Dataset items
+++++

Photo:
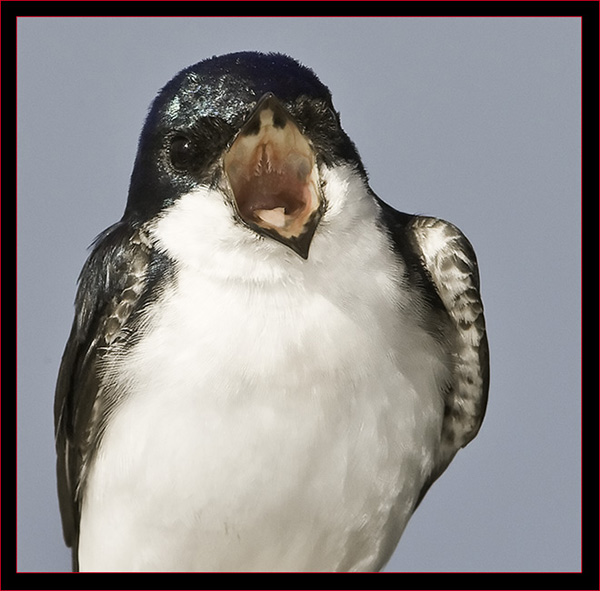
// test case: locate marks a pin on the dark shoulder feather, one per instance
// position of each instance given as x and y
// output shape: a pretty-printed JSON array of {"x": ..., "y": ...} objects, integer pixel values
[
  {"x": 110, "y": 288},
  {"x": 444, "y": 264}
]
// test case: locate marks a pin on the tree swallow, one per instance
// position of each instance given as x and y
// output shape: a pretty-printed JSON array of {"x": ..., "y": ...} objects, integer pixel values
[{"x": 268, "y": 365}]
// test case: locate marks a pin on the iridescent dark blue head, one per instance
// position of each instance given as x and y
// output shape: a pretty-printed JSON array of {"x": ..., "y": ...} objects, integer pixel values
[{"x": 196, "y": 117}]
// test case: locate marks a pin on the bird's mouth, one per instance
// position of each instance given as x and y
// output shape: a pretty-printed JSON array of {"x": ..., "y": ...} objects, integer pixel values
[{"x": 272, "y": 172}]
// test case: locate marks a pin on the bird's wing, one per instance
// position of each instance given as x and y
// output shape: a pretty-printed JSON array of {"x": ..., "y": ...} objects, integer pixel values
[
  {"x": 440, "y": 257},
  {"x": 110, "y": 290}
]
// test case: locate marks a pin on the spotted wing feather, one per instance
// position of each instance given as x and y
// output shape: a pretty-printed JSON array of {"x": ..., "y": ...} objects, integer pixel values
[
  {"x": 450, "y": 262},
  {"x": 110, "y": 289}
]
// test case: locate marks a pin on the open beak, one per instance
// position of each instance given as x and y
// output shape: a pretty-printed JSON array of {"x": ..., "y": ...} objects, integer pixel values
[{"x": 272, "y": 172}]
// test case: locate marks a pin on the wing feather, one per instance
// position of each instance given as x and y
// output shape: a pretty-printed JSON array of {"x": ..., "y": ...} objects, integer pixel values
[
  {"x": 450, "y": 262},
  {"x": 110, "y": 289},
  {"x": 440, "y": 263}
]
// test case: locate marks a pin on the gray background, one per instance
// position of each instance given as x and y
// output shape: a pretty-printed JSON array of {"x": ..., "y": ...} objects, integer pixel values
[{"x": 476, "y": 120}]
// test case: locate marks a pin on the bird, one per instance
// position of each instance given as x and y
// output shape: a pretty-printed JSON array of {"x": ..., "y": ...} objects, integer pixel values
[{"x": 268, "y": 365}]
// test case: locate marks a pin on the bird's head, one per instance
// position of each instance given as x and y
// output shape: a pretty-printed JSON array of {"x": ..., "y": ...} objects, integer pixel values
[{"x": 258, "y": 129}]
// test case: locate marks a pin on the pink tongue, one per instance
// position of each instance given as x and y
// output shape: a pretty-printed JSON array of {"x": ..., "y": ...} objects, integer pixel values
[{"x": 270, "y": 191}]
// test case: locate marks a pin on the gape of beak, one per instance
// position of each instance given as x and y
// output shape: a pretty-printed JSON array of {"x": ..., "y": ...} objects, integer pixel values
[{"x": 272, "y": 172}]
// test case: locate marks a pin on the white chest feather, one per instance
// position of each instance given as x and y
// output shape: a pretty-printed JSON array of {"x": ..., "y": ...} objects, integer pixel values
[{"x": 281, "y": 414}]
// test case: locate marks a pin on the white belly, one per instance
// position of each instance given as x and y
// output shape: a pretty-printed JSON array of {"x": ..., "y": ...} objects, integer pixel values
[
  {"x": 285, "y": 424},
  {"x": 294, "y": 442}
]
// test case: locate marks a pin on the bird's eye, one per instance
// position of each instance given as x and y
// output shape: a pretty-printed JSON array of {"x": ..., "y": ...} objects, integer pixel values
[{"x": 182, "y": 152}]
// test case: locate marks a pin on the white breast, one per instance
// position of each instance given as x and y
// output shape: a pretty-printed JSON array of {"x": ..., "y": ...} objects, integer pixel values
[{"x": 281, "y": 414}]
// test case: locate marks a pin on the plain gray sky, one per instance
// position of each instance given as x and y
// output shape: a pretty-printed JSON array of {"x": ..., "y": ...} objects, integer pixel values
[{"x": 475, "y": 120}]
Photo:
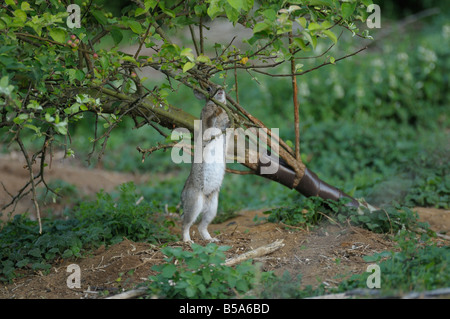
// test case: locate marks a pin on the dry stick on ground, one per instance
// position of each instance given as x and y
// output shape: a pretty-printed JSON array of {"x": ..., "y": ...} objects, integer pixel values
[{"x": 258, "y": 252}]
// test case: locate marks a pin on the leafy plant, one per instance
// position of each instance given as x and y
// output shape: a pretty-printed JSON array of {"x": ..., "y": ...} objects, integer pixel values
[{"x": 201, "y": 273}]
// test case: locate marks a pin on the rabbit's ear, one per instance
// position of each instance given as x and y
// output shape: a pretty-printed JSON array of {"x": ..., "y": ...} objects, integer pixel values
[{"x": 200, "y": 95}]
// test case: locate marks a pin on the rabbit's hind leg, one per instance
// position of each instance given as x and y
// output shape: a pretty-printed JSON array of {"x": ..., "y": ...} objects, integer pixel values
[{"x": 192, "y": 207}]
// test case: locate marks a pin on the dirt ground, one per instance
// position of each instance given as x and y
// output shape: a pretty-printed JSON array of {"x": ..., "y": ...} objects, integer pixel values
[{"x": 324, "y": 254}]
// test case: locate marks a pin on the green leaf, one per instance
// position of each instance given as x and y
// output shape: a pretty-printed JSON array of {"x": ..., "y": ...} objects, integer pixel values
[
  {"x": 260, "y": 27},
  {"x": 327, "y": 3},
  {"x": 236, "y": 4},
  {"x": 58, "y": 34},
  {"x": 314, "y": 26},
  {"x": 188, "y": 66},
  {"x": 302, "y": 22},
  {"x": 117, "y": 36},
  {"x": 347, "y": 9},
  {"x": 367, "y": 2},
  {"x": 168, "y": 271},
  {"x": 35, "y": 252},
  {"x": 100, "y": 17},
  {"x": 135, "y": 26},
  {"x": 330, "y": 35},
  {"x": 20, "y": 15},
  {"x": 187, "y": 52},
  {"x": 204, "y": 59},
  {"x": 214, "y": 9},
  {"x": 25, "y": 6},
  {"x": 270, "y": 14}
]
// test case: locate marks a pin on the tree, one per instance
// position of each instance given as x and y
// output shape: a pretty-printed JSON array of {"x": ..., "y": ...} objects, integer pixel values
[{"x": 52, "y": 71}]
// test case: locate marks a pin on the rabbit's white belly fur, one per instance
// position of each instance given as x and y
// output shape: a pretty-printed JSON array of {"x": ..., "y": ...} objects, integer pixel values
[{"x": 213, "y": 165}]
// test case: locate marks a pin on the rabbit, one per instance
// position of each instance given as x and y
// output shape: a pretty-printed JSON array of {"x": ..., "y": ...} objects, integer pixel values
[{"x": 200, "y": 193}]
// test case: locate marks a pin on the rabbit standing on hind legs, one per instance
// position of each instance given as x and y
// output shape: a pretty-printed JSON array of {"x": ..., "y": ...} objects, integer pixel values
[{"x": 200, "y": 194}]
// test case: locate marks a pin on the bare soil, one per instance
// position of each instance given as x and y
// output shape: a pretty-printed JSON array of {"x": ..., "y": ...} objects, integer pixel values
[{"x": 326, "y": 254}]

+++++

§ **What is required**
What is needed here is an exact transcription of every record above, with images excluded.

§ **Task result**
Photo:
// test case: locate marks a pin on the dark shoulder feather, one per instance
// position of each instance given as x and y
// output shape: a pretty-printed JSON array of {"x": ..., "y": ...} objects, integer pixel values
[
  {"x": 110, "y": 288},
  {"x": 444, "y": 264}
]
// test case: locate marks a pin on the tree swallow, one per instance
// position of each instance given as x and y
// output shape: a pretty-printed JSON array of {"x": ..., "y": ...} objects, integer pixel values
[{"x": 268, "y": 365}]
// test case: locate marks a pin on the iridescent dark blue head, one per instance
// position of each instance given as x and y
// output shape: a pretty-printed JSON array of {"x": ..., "y": ...} objects, integer pixel values
[{"x": 196, "y": 117}]
// test case: locate marks a pin on the bird's mouth, one per instance
// position of each instance given as x and y
// output shape: a pretty-printed JSON array of {"x": ..., "y": ...} objects, integer pixel values
[{"x": 272, "y": 172}]
// test case: locate marks a pin on the bird's wing, one per instance
// position of each instance given as x and y
// output shape: a pretty-printed JSON array of {"x": ..., "y": ...} objects, integer pixel values
[
  {"x": 440, "y": 257},
  {"x": 110, "y": 290}
]
// test case: locate marks a pin on the spotted wing feather, one per instance
// position of each instance given as x and y
// output shape: a pretty-printed JSON array of {"x": ..., "y": ...} objects, integer pixel values
[
  {"x": 450, "y": 262},
  {"x": 110, "y": 289}
]
// test case: locate marks a pin on the open beak, one per instance
// position of each instance given as x and y
// output shape: a pretty-printed JSON array of {"x": ..., "y": ...} objects, integer pixel values
[{"x": 272, "y": 172}]
// test case: locate marks a pin on the wing feather, one per instance
// position of each instance given as x and y
// output shape: a pretty-printed JSON array of {"x": ..., "y": ...} objects, integer pixel values
[
  {"x": 450, "y": 262},
  {"x": 110, "y": 289},
  {"x": 440, "y": 263}
]
// test case: locate marks a pin on the gray background, one per instance
// position of each instance given as x and y
// output shape: a pretty-printed JSON array of {"x": ..., "y": ...} objects, integer pixel values
[{"x": 476, "y": 120}]
// test case: locate marks a pin on the bird, one per instance
// position of each instance given as x and y
// output shape: a pretty-printed JSON array of {"x": ..., "y": ...} objects, integer pixel values
[{"x": 268, "y": 365}]
// test case: locate marks a pin on the bird's head, one per instance
// position of each instance given as x and y
// output shape: a pretty-printed JSON array of {"x": ..., "y": ...} objects, integer pixel values
[{"x": 258, "y": 129}]
// test case: locate marks a pin on the pink tongue, one per instance
// position of each instance given as x and y
// output shape: a pretty-printed JSON array of {"x": ..., "y": ...} objects, integer pixel values
[{"x": 270, "y": 191}]
// test case: locate marks a pin on the gape of beak, one per instance
// position of each instance given as x and y
// output shape: a pretty-printed JSON array of {"x": ..., "y": ...} objects, integer pixel values
[{"x": 272, "y": 172}]
// test case: locate marks a pin on the white chest feather, one per instance
// position of each instance given as x and y
// output shape: a pretty-printed JSON array of {"x": ..., "y": ...} objects, integer pixel values
[{"x": 281, "y": 414}]
// test case: locate marks a pin on the white belly, one per instance
// position of each instance given as x and y
// output shape: a pretty-printed JSON array of {"x": ..., "y": ...} objects, integer pixel values
[
  {"x": 285, "y": 424},
  {"x": 294, "y": 442}
]
// test case: locate marks a pin on the bird's eye, one per instance
// position of each instance given as x and y
// output shape: a pretty-printed JSON array of {"x": ..., "y": ...} objects, integer pixel values
[{"x": 182, "y": 152}]
// test case: locate marks a pin on the white breast, one per instance
// position of each instance given as x and y
// output shape: a pretty-printed JSON array of {"x": ..., "y": ...} objects, integer pixel values
[{"x": 281, "y": 414}]
// test case: locate marks a pin on the plain gray sky, one per instance
// position of each instance given as x and y
// output shape: a pretty-printed JSON array of {"x": ..., "y": ...} objects, integer pixel values
[{"x": 475, "y": 120}]
Photo:
// test case: locate marks a pin on the dry stick on ground, one per instance
// position of each instance given as x and y
// output shape: a pretty-printed JSON array of {"x": ..., "y": ...} objects, integer pixel values
[{"x": 258, "y": 252}]
// test case: locate marks a pin on the leafy plant, one per instance
// position of each instance given as x and y
// output shape: a pretty-printed JSON array of {"x": ..., "y": ...} objects, integer pixel values
[{"x": 201, "y": 273}]
// test case: locate marks a pin on the rabbit's ear, one per instance
// position of each instance given as x and y
// output shape: a pretty-printed JSON array of {"x": ..., "y": ...} objects, integer pixel values
[{"x": 200, "y": 95}]
// test case: locate marks a pin on the rabbit's hind leg, one per instance
// position of each instance given as x and y
// output shape: a pretty-printed JSON array of {"x": ..., "y": ...} objects, integer pixel values
[{"x": 192, "y": 207}]
// test case: locate marks a pin on the dirt ground, one per instance
// position of each instance given as x and y
// output shape: a pretty-printed JSON array of {"x": ..., "y": ...} objects, integer pixel values
[{"x": 324, "y": 254}]
// test case: locate marks a pin on the green leaf, one per instance
// position of each instance given as x and y
// output shape: a pretty-printed JSON array of {"x": ..., "y": ...} objects, integer pixel values
[
  {"x": 260, "y": 27},
  {"x": 327, "y": 3},
  {"x": 236, "y": 4},
  {"x": 58, "y": 34},
  {"x": 314, "y": 26},
  {"x": 188, "y": 66},
  {"x": 302, "y": 22},
  {"x": 117, "y": 36},
  {"x": 347, "y": 9},
  {"x": 367, "y": 2},
  {"x": 168, "y": 271},
  {"x": 35, "y": 252},
  {"x": 100, "y": 17},
  {"x": 135, "y": 26},
  {"x": 330, "y": 35},
  {"x": 20, "y": 15},
  {"x": 187, "y": 52},
  {"x": 204, "y": 59},
  {"x": 214, "y": 9},
  {"x": 25, "y": 6},
  {"x": 270, "y": 14}
]
// test case: locate marks a pin on the tree, one per instance
// position of each instance given as x and y
// output shape: a pretty-printed JSON array of {"x": ..., "y": ...} objects, integer pixel values
[{"x": 52, "y": 71}]
// test case: locate marks a pin on the rabbit's white belly fur, one per instance
// position of each instance given as x and y
// output shape: a pretty-printed JSON array of {"x": ..., "y": ...} objects, integer pixel values
[{"x": 213, "y": 165}]
// test case: locate marks a pin on the rabbit, one per instance
// position of each instance given as x and y
// output shape: a pretty-printed JSON array of {"x": ..., "y": ...} objects, integer pixel values
[{"x": 200, "y": 193}]
// test case: locate marks a pin on the rabbit standing on hind legs, one per instance
// position of each instance given as x and y
// output shape: a pretty-printed JSON array of {"x": ..., "y": ...} objects, integer pixel values
[{"x": 200, "y": 194}]
// test case: locate marks a pin on the bare soil, one per instance
// position of each instance given as x and y
// output shape: a pretty-printed JSON array of {"x": ..., "y": ...} objects, integer pixel values
[{"x": 326, "y": 254}]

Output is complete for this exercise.